* YOUR TASK:
Take the material and output all of it exactly.

* RECORD SET:
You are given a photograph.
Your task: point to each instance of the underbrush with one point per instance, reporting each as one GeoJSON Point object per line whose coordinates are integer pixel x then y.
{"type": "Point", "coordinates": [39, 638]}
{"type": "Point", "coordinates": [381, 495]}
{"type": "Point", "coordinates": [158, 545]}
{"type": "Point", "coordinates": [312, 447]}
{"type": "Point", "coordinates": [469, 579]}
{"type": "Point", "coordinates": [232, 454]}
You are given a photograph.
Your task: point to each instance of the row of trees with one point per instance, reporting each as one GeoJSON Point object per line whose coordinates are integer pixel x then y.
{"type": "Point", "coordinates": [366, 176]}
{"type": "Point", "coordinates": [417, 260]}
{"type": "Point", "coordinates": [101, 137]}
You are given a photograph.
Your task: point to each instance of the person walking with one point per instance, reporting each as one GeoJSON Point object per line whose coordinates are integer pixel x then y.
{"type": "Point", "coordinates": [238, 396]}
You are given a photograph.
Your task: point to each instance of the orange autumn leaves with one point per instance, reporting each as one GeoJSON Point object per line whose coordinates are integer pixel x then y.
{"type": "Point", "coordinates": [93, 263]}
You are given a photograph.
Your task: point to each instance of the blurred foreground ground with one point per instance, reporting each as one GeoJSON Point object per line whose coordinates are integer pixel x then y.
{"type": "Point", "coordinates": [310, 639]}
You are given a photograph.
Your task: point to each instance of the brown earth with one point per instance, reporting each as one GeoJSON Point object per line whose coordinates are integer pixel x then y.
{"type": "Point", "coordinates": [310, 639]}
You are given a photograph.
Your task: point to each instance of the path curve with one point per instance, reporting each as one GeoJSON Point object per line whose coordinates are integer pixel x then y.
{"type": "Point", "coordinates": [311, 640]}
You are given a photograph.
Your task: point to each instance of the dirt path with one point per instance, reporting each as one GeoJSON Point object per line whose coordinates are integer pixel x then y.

* SOLUTION:
You are given a photograph.
Your task: point to each instance of the underbrush with one point per instance, reporting each as one GeoJSON Point object per line whose coordinates are integer pixel x then y.
{"type": "Point", "coordinates": [39, 638]}
{"type": "Point", "coordinates": [381, 495]}
{"type": "Point", "coordinates": [158, 545]}
{"type": "Point", "coordinates": [312, 447]}
{"type": "Point", "coordinates": [469, 579]}
{"type": "Point", "coordinates": [232, 454]}
You are given a photograph.
Your task: point to each instance of the row of trees with one point per instance, reporting each as one GeoJSON Point object per line whose coordinates are integer pixel x then y.
{"type": "Point", "coordinates": [366, 176]}
{"type": "Point", "coordinates": [417, 260]}
{"type": "Point", "coordinates": [101, 137]}
You are given a photograph.
Your task: point to each instance of the person walking with one point per instance, reporting each as one GeoJSON Point object per line whose coordinates are integer pixel x then y.
{"type": "Point", "coordinates": [238, 396]}
You are given a photograph.
Your task: point to each instance of the orange autumn leaves with one point per instance, reporting each as one GeoJSON Point object per line whose coordinates are integer pixel x then y.
{"type": "Point", "coordinates": [93, 263]}
You are given a photograph.
Your task: point to each instance of the blurred foreground ground with one point per instance, reporting each as one GeoJSON Point object per line whose coordinates are integer pixel x then y.
{"type": "Point", "coordinates": [310, 639]}
You are given a photograph.
Your task: point to each instance of the brown earth with one point per instance, reporting each as one GeoJSON Point object per line whose coordinates are integer pixel x then y.
{"type": "Point", "coordinates": [310, 639]}
You are given a photograph.
Your task: point to each instance of the path curve with one point per instance, reporting each as one GeoJSON Point object per line whose coordinates are integer pixel x then y.
{"type": "Point", "coordinates": [311, 640]}
You are given a photograph.
Your task: point to each instance of the dirt path with one point per instance, reporting each as one GeoJSON Point object per line whose coordinates are integer pixel x then y.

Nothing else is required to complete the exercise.